AUFGABE A: Nenne alle Formel-1-Teams, die im Artikel über die Verstappen-Gerüchte genannt werden.

Motorsport Formel 1
Rätseln über Verstappen-Gerüchte: Ab wann greifen seine Ausstiegsklauseln?
Zak Brown, der CEO des in der Weltmeisterschaft führenden McLaren-Teams, ist immer für eine Schlagzeile gut. So auch Mitte März, als er in einem Interview mit dem englischen Telegraph sagte, er gehe von einer Trennung zwischen Max Verstappen und Red Bull aus: "Ich glaube, er wird am Ende dieses Jahres gehen. Wahrscheinlich zu Mercedes."
Es ist nur etwas mehr als drei Jahre her, dass Verstappen in seinem legendären Boxenfunk nach dem gewonnenen Finalthriller in Abu Dhabi 2021 im Überschwang der Emotionen sein Red-Bull-Team gefragt hat: "Können wir das bitte noch weitere zehn, 15 Jahre zusammen machen?" Doch seither hat sich die Situation verändert. Und auch wenn Verstappen einen Vertrag bis Ende 2028 unterschrieben hat, gibt es einige im Paddock, die sich vorstellen können, dass er diesen nicht erfüllen wird.
Anfang 2024, als Red-Bull-intern die Horner-Affäre brodelte und Max' Vater Jos öffentlich davon sprach, dass das Team "explodieren" könnte, ging viel von dem kaputt, was Verstappen einst am Boxenfunk in Abu Dhabi beschworen hatte. Mercedes-Teamchef Toto Wolff rollte den Verstappens den roten Teppich aus, indem er zum Beispiel sagte: "Das ist eine Beziehung, die muss irgendwann einmal passieren! Aber wir wissen nicht wann."
Ralf Schumacher: "Glaube, Max wird das Team verlassen"
Heute, ein paar Monate später, ist Verstappens RB21 seiner eigenen Aussage nach nur noch das viertbeste Auto im Feld. Weshalb auch Ralf Schumacher glaubt, dass im Hintergrund tatsächlich über einen Wechsel nachgedacht wird: "Ich glaube, Max wird das Team verlassen. Vor allem dann, wenn nicht in den nächsten zwei, drei, vier Rennen was passiert. Weil dann wird die Entscheidung fallen", sagt der Sky-Experte in einem aktuellen Interview auf dem YouTube-Kanal von Formel1.de.

AUFGABE B: Aktualisiere in der Auflistung die Zeilen von der Zeile mit „[mark] the soil“ bis zum Ende der Auflistung, beide eingeschlossen, indem du „one dot per instance“ durch „one marker per instance“ ersetzt. Gib nur diese Zeilen wieder, sonst unverändert.

DATENSATZAUSZÜGE:
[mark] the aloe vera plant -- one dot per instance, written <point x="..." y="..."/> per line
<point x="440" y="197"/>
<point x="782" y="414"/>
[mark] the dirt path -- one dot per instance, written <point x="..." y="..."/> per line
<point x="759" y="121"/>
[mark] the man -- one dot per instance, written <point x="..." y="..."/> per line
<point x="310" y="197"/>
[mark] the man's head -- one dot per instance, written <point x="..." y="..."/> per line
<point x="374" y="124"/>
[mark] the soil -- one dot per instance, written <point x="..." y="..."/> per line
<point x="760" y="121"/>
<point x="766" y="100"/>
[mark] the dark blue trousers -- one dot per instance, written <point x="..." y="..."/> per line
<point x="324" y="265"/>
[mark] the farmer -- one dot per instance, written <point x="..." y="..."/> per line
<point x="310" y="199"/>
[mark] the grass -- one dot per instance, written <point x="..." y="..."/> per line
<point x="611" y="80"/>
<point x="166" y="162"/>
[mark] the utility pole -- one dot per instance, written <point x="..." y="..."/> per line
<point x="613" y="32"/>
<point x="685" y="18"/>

ERGEBNIS A:
McLaren
Red Bull
Mercedes

ERGEBNIS B:
[mark] the soil -- one marker per instance, written <point x="..." y="..."/> per line
<point x="760" y="121"/>
<point x="766" y="100"/>
[mark] the dark blue trousers -- one marker per instance, written <point x="..." y="..."/> per line
<point x="324" y="265"/>
[mark] the farmer -- one marker per instance, written <point x="..." y="..."/> per line
<point x="310" y="199"/>
[mark] the grass -- one marker per instance, written <point x="..." y="..."/> per line
<point x="611" y="80"/>
<point x="166" y="162"/>
[mark] the utility pole -- one marker per instance, written <point x="..." y="..."/> per line
<point x="613" y="32"/>
<point x="685" y="18"/>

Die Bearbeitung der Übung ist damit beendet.